Selected excerpt:
Bin Packing Algorithms.
----------------------
1. A classical problem, with long and interesting history.
One of the early problems shown to be intractable. Lends to simple
algorithms that require clever analysis.
2. You are given N items, of sizes s1, s2, ..., sN. All sizes are such
that 0 < si <= 1. You have an infinite supply of unit size bins.
Goal is to pack the items in as few bins as possible.
EXAMPLE: 0.2, 0.5, 0.4, 0.7, 0.1, 0.3, 0.8
3. Many many applications:
placing data on multiple disks; job scheduling;
packing advertisements in fixed length radio/TV station breaks;
or storing a large collection of music onto tapes/CD's, etc.
4. Two versions.
Online---items arrive one at a time (in unknown order), each must
be put in a bin, before considering the next item.
Offline--all items given upfront.
The online problem would seem more difficult. In fact, it's easy to
convince ourselves that a ONLINE algorithm cannot always get the
optimal solution. Consider the following input:
M "small" items of size 1/2 - e, followed by M "large" items of
size 1/2 + e, for any 0 < e < 0.001.
The optimal solution is to pack them in pairs (one small, one large);
this requires M bins.
Now, the ONLINE algorithm doesn't know what's coming down the pipe,
or even how long the pipe is. So, for instance, what should it do
with the first M small items. If it packs 2 of them in each bin,
then it will be stuck when the second half arrives, with M large
items. On the other hand, if it puts one small items in each bin
in the first half, then we can just stop the input right there, in
which case the algorithm would have used twice as many bins as needed.

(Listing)
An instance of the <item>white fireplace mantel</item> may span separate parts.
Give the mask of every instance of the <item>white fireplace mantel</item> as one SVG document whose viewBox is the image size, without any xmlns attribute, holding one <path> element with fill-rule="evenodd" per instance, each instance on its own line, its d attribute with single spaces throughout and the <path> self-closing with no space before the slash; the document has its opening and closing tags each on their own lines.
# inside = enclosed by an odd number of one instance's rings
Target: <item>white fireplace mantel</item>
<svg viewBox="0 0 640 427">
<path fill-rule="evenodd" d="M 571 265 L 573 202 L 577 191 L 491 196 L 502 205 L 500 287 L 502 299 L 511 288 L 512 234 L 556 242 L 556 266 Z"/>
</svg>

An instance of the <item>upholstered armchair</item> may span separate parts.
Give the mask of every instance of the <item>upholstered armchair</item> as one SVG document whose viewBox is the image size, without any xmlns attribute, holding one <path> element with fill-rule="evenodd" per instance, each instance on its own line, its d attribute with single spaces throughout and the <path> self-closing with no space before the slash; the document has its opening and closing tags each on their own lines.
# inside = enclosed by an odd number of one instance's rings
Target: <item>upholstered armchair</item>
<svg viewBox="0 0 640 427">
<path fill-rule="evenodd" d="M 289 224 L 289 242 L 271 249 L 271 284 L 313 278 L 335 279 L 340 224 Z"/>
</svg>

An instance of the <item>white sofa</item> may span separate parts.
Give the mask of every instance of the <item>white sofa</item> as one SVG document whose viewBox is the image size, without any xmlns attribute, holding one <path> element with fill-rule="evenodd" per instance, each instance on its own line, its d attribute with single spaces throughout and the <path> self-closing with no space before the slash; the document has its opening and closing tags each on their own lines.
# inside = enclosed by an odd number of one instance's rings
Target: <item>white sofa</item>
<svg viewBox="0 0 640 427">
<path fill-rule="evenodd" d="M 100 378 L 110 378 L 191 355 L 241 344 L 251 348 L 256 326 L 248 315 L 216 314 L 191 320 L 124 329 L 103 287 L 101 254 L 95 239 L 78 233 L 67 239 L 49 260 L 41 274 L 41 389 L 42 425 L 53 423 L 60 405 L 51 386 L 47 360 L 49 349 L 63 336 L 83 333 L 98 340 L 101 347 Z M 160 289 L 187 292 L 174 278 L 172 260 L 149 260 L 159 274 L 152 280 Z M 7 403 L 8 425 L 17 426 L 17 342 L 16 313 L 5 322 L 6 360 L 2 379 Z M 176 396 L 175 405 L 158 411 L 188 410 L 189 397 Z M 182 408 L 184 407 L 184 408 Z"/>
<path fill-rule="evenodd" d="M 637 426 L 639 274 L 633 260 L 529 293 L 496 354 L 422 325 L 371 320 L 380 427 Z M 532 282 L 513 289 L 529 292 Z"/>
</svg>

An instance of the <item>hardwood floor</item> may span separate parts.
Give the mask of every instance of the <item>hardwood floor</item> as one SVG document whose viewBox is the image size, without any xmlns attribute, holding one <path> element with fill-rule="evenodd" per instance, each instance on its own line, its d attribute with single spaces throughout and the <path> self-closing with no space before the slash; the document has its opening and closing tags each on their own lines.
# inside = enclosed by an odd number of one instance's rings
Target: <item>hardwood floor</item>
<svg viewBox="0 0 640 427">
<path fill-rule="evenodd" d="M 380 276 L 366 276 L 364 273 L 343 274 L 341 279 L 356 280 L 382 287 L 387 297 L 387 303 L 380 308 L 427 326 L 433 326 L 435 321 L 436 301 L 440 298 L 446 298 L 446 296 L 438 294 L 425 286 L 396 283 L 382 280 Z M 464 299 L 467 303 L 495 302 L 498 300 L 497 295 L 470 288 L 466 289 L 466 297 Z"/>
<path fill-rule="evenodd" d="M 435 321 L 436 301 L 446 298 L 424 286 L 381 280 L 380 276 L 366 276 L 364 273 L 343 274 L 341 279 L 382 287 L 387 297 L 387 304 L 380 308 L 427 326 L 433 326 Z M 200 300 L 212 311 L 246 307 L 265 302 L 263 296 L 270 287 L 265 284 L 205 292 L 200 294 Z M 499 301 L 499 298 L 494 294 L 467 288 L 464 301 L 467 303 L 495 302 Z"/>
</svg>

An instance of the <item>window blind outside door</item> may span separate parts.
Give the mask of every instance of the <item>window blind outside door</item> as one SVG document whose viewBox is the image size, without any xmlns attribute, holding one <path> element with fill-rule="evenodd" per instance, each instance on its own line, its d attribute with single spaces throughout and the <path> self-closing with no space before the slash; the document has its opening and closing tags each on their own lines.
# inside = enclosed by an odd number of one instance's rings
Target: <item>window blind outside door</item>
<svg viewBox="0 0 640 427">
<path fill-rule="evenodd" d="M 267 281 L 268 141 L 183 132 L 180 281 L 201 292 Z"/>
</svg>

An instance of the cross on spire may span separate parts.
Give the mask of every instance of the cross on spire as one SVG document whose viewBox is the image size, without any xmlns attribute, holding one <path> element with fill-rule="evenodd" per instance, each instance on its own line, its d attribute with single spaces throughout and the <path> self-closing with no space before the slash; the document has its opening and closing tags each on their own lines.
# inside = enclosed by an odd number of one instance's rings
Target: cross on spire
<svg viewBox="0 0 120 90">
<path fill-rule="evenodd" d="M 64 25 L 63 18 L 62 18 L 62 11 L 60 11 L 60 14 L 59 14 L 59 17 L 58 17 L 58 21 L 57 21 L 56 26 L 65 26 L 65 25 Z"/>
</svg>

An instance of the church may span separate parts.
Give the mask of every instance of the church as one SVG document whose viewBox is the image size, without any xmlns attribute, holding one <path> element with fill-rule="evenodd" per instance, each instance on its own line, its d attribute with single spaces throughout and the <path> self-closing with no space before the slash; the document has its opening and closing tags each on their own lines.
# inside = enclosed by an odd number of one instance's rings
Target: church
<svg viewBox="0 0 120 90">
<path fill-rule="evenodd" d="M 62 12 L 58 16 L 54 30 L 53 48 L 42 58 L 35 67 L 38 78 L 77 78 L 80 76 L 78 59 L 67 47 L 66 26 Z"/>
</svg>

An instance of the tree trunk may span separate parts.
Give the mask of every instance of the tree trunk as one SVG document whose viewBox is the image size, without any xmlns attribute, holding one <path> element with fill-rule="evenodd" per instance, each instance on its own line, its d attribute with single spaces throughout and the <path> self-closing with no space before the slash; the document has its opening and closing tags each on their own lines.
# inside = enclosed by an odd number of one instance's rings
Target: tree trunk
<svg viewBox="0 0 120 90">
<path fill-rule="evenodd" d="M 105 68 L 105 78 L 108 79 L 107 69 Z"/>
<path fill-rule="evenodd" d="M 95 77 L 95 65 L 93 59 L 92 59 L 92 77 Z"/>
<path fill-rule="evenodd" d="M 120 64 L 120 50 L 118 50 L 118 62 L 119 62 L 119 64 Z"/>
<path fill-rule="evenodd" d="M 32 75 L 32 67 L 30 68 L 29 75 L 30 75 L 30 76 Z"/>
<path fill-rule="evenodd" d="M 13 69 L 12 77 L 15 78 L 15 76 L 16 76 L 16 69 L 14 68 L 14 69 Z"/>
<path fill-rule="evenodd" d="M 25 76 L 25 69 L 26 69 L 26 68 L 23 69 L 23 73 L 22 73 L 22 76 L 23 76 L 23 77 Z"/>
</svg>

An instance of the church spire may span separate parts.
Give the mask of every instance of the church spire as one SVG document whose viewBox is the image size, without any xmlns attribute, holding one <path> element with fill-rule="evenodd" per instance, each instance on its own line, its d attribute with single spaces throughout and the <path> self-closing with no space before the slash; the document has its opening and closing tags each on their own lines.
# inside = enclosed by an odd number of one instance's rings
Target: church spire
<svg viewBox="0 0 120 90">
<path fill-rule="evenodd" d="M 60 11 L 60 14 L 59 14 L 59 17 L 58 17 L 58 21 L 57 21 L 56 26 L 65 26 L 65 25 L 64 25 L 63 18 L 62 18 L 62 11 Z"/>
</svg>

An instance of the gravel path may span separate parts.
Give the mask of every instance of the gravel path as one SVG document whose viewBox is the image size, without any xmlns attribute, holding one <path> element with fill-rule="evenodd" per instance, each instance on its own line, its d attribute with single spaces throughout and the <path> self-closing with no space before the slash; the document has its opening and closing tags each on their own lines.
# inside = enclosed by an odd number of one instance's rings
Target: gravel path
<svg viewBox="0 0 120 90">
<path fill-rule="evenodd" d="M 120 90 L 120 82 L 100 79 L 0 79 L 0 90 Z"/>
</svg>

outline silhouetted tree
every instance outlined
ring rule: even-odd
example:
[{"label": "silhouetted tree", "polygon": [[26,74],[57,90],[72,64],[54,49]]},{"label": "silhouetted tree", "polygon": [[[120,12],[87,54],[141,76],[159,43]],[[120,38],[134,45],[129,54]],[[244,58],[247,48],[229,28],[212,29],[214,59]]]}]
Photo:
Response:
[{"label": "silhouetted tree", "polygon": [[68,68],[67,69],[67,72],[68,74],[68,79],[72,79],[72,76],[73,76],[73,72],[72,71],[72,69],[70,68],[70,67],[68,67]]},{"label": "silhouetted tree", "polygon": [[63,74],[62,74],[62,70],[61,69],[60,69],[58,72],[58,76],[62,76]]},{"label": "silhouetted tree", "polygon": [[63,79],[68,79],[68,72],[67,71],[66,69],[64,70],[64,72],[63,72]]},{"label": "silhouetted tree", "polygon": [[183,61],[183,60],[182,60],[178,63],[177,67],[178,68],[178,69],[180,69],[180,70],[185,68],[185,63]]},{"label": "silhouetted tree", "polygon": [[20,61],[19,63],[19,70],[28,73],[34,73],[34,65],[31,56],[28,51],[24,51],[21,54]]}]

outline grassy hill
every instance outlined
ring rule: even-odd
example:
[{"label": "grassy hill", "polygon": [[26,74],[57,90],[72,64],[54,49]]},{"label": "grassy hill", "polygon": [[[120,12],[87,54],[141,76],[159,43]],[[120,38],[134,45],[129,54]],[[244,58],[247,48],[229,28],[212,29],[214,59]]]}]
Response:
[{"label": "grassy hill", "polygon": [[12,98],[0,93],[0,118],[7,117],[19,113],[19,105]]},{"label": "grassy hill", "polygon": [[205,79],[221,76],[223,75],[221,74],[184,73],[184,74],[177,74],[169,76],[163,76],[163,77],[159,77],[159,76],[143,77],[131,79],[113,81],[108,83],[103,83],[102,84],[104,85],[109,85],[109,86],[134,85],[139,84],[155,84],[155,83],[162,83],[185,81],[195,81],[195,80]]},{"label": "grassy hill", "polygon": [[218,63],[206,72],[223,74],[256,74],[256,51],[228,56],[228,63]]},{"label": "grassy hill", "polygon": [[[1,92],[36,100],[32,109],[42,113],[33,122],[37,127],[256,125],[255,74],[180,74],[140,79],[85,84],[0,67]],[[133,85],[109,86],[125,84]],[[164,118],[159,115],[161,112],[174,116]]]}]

Actions to take:
**A)** According to the bin packing notes, why can an online algorithm not always reach the optimal solution? Explain using the input the notes describe, in one to three sentences.
**B)** Identify every line of the listing that contains the string "Target", and copy each of those lines. Case counts.

Responses to the exercise:
**A)** The input is M small items of size 1/2 - e followed by M large items of size 1/2 + e, and the optimal packing pairs one small item with one large item in each of M bins. If the online algorithm packs two small items per bin, it gets stuck when the M large items arrive. If it puts one small item in each bin, the input could stop after the first half, leaving it with twice as many bins as needed.

**B)**
Target: <item>white fireplace mantel</item>
Target: <item>upholstered armchair</item>
Target: <item>white sofa</item>
Target: <item>hardwood floor</item>
Target: <item>window blind outside door</item>
Target: cross on spire
Target: church
Target: tree trunk
Target: church spire
Target: gravel path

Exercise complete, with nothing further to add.